# Help me identify an Aritsugu Kyoto (Nishiki Market) Gyuto



## musclenerd (Aug 15, 2019)

I was just gifted an Aritsugu Kyoto Gyuto knife from a friend. It was just collecting dust at his house and I ended up inheriting it. Yes I know lucky me, good friend.

Here's my dilemma and the help I need. My friend has been sharpening this gyuto as a single bevel as that's what he (thinks) it came set as. I'm under the impression that Gyuto, as a western style knife should have a double bevel. If i'm right, and it's been wrongly sharpened as a single bevel, should i take it into a knife professional to get the edge re-set? I'm comfortable sharpening my own set of single bevels, but if this knife hasn't been treated well, i'm thinking starting fresh with a professional is probably a good idea.

My friend purchased it personally from the Aritsugu store at the Nishiki Market in Kyoto. (Not Aritusugu Tokyo / Tsukiji market).

Here are some photos of the knife in case this helps with identification.


----------



## benuser (Nov 18, 2010)

A choil shot would be most helpful. 
Most Japanese double-bevelled knives are strongly asymmetric. Right face convexed, left one almost flat, edge off-centered to the left. 
When sharpening you want the right bevel to form a continuous arc with the blade's face, ending at the very edge. As for the left side, all you do is making a small bevel, probably at a much higher angle, to balance friction on both sides and reducing steering as much as _you_ need. Common figures are an angle of 10-12° on the right side, and 15-20° on the left.
I start sharpening the right side with thinning at the lowest angle. That will abrade from about 1cm (3/8") from the edge if the knife has thickened by some neglect.
I aim for 0.2mm thickness above the edge, 0.5mm at 5mm from there and 1mm at 1cm.

Information shown
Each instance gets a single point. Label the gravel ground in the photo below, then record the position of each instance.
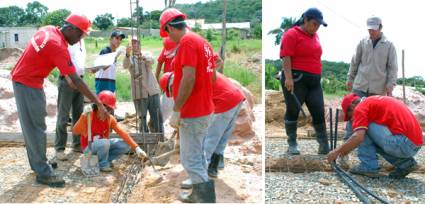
(325, 187)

Problem 1
For each statement below, say whether it agrees with the Aritsugu gyuto thread. Answer yes or no, and quote the deciding words.
(a) The friend bought the knife at the Tsukiji market in Tokyo.
(b) On most Japanese double-bevelled knives, the edge sits off-center to the left.
(c) The common angle for the left side is lower than the angle for the right side.
Problem 2
Rewrite the part of the Aritsugu gyuto thread that opens with the words "Most Japanese double-bevelled" and closes with "1mm at 1cm.", putting "grinding" in place of "thinning".

Result 1
(a) No: "My friend purchased it personally from the Aritsugu store at the Nishiki Market in Kyoto. (Not Aritusugu Tokyo / Tsukiji market)."
(b) Yes: "edge off-centered to the left"
(c) No: "Common figures are an angle of 10-12° on the right side, and 15-20° on the left."

Result 2
Most Japanese double-bevelled knives are strongly asymmetric. Right face convexed, left one almost flat, edge off-centered to the left. 
When sharpening you want the right bevel to form a continuous arc with the blade's face, ending at the very edge. As for the left side, all you do is making a small bevel, probably at a much higher angle, to balance friction on both sides and reducing steering as much as _you_ need. Common figures are an angle of 10-12° on the right side, and 15-20° on the left.
I start sharpening the right side with grinding at the lowest angle. That will abrade from about 1cm (3/8") from the edge if the knife has thickened by some neglect.
I aim for 0.2mm thickness above the edge, 0.5mm at 5mm from there and 1mm at 1cm.